**** Records
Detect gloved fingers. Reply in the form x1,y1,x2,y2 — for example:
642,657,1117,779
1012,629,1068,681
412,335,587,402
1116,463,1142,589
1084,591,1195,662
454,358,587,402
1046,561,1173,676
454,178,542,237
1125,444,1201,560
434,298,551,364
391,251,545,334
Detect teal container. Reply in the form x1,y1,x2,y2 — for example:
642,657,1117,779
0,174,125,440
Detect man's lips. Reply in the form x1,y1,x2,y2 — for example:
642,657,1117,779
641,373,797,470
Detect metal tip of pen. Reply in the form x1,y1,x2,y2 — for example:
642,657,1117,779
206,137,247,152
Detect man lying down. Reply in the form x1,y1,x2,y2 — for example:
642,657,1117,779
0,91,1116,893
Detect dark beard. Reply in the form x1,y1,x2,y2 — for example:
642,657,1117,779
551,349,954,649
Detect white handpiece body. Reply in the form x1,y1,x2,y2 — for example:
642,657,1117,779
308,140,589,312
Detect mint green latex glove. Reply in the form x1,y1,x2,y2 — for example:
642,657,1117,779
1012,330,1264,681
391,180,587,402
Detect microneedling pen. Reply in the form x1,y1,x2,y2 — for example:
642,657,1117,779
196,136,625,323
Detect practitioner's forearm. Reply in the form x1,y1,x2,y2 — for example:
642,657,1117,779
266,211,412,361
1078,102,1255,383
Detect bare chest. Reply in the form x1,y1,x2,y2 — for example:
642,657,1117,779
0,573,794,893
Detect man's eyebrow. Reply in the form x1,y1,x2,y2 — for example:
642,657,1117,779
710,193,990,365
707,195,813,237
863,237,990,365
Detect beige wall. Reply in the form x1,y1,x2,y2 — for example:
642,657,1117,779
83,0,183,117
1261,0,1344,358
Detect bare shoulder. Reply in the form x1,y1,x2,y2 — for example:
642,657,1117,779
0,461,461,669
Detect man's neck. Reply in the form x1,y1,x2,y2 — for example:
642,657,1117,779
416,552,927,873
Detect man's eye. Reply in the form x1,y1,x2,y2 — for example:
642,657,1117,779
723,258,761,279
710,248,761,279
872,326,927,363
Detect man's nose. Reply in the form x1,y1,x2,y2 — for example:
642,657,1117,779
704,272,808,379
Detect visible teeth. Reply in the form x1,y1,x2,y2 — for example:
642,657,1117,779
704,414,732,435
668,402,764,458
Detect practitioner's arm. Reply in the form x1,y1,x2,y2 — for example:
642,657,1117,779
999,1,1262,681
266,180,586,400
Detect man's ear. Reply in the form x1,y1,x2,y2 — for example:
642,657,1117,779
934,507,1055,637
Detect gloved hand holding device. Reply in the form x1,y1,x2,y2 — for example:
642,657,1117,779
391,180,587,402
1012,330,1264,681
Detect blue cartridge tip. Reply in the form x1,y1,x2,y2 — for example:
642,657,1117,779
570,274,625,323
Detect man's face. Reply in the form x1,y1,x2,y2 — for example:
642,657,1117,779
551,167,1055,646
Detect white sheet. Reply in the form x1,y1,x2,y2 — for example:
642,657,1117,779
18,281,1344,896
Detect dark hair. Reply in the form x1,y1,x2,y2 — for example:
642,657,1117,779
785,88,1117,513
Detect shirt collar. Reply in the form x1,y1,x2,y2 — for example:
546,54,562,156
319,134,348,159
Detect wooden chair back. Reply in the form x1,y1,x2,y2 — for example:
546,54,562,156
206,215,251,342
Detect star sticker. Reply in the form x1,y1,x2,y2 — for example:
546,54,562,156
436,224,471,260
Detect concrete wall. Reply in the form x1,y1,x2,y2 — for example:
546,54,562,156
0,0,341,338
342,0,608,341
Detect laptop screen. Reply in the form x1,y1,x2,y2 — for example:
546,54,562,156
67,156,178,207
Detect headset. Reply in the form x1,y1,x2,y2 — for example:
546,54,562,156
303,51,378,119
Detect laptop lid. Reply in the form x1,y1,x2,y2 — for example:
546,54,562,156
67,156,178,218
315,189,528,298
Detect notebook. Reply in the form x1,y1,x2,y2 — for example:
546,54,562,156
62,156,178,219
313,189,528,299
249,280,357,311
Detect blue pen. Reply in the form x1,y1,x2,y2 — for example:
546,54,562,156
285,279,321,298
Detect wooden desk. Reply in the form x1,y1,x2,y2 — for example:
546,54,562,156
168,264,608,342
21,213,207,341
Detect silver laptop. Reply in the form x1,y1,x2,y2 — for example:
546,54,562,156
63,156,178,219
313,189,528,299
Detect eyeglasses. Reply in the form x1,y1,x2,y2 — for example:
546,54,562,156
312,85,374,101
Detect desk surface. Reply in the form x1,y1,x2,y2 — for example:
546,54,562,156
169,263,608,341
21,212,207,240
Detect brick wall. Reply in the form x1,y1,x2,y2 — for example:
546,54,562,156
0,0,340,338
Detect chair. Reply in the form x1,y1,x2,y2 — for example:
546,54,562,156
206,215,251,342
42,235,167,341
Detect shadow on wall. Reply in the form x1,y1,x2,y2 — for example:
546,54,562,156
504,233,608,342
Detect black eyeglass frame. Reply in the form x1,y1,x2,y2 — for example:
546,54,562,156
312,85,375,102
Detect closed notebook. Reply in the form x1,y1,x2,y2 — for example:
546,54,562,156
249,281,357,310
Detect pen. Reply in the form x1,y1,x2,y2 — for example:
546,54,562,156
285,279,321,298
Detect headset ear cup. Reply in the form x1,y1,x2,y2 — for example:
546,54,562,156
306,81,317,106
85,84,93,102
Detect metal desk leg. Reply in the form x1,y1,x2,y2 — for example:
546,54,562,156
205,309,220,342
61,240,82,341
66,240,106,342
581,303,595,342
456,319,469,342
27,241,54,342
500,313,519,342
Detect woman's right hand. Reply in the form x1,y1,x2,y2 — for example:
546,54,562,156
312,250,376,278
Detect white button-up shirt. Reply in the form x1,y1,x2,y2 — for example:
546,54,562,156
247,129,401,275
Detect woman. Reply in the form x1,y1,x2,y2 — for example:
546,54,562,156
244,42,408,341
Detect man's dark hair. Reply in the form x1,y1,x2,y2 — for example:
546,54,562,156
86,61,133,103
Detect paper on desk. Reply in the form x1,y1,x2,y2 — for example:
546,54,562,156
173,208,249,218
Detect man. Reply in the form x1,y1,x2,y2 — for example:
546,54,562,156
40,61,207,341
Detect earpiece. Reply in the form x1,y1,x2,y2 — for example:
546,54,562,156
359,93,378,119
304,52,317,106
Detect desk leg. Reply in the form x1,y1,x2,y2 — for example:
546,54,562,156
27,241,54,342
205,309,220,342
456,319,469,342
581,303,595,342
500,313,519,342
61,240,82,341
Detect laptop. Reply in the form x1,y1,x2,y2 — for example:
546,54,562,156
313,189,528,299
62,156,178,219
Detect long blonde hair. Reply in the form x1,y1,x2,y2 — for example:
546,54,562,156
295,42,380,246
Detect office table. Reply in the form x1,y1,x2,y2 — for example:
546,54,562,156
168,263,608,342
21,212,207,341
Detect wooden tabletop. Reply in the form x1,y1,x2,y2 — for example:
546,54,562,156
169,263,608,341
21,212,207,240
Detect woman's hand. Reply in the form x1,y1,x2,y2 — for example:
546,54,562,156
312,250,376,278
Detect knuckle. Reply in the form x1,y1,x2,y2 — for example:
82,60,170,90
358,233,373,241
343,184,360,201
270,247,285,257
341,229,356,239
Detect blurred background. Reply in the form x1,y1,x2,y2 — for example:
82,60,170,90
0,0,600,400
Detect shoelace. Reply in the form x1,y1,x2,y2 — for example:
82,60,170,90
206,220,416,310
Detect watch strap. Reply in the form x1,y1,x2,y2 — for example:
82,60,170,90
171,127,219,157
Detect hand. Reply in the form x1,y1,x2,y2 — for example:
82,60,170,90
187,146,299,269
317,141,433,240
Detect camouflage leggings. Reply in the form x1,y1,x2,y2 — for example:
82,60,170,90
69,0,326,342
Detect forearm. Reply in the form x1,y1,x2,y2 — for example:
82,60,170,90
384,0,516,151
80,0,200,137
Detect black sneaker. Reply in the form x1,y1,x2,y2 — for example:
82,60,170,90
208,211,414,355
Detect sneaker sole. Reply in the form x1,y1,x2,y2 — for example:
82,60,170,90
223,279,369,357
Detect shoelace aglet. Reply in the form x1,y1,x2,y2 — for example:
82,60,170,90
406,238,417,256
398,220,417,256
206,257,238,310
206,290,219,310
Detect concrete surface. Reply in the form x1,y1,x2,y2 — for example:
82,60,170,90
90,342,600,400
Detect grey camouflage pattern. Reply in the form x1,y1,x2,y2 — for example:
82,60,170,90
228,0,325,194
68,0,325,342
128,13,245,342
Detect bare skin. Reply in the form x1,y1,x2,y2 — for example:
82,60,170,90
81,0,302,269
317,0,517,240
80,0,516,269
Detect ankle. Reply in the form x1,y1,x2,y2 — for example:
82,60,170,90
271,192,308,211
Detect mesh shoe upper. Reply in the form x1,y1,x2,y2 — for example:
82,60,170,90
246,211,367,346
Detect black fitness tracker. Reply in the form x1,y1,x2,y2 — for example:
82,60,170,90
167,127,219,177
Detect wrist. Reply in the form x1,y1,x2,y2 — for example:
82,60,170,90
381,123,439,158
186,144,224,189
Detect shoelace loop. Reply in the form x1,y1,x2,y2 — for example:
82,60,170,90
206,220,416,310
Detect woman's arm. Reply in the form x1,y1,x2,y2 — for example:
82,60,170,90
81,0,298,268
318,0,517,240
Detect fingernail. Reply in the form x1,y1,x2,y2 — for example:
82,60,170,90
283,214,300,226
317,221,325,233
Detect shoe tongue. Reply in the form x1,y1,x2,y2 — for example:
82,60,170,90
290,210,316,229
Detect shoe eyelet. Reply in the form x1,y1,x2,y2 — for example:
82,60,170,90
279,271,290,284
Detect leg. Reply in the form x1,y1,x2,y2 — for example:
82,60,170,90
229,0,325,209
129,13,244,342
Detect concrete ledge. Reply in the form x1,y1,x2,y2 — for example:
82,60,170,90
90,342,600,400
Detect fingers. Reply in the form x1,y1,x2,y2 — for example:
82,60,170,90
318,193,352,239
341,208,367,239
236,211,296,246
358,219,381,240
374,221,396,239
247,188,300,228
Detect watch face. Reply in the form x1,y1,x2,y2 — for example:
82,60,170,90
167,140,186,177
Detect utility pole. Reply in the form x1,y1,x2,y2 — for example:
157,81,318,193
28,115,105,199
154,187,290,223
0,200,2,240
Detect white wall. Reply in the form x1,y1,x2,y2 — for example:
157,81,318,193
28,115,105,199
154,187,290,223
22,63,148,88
********
To be done: Please output again, unchanged, the part of the records that begins with the line containing "Detect paper on" and ends with the line containing "0,0,600,400", both of those lines included.

Result:
Detect paper on desk. Reply in the form x1,y1,x2,y2 — for example:
546,54,562,156
173,208,249,218
Detect man. Reply in the form x1,y1,x2,y2 — for example:
546,54,562,156
40,61,207,341
Detect earpiece. Reply in the form x1,y1,x2,y2 — for example:
546,54,562,156
359,93,378,119
304,52,317,106
Detect desk leg. Reply in the form x1,y1,x2,y2 — for example:
546,54,562,156
27,241,54,342
205,309,220,342
456,319,469,342
581,303,595,342
500,313,519,342
61,240,82,341
Detect laptop. Reply in the form x1,y1,x2,y2 — for example:
546,54,562,156
313,189,528,299
62,156,178,219
Detect long blonde hair. Reply in the form x1,y1,x2,y2 — for example:
546,54,562,156
295,42,380,246
Detect office table. Reply in the form x1,y1,x2,y2 — for example:
546,54,562,156
168,263,608,342
21,212,207,341
Detect wooden tabletop. Reply in the form x1,y1,x2,y2 — for example:
546,54,562,156
169,263,608,341
21,212,207,240
Detect woman's hand. Reply in the form x1,y1,x2,y2 — for example:
546,54,562,156
312,250,376,278
Detect knuckle. Reply in the form x1,y1,x2,y2 — for example:
82,60,170,90
358,233,373,241
343,184,360,201
270,247,285,257
341,229,356,239
Detect blurred background. Reply in the form x1,y1,x2,y2 — for example:
82,60,170,90
0,0,600,400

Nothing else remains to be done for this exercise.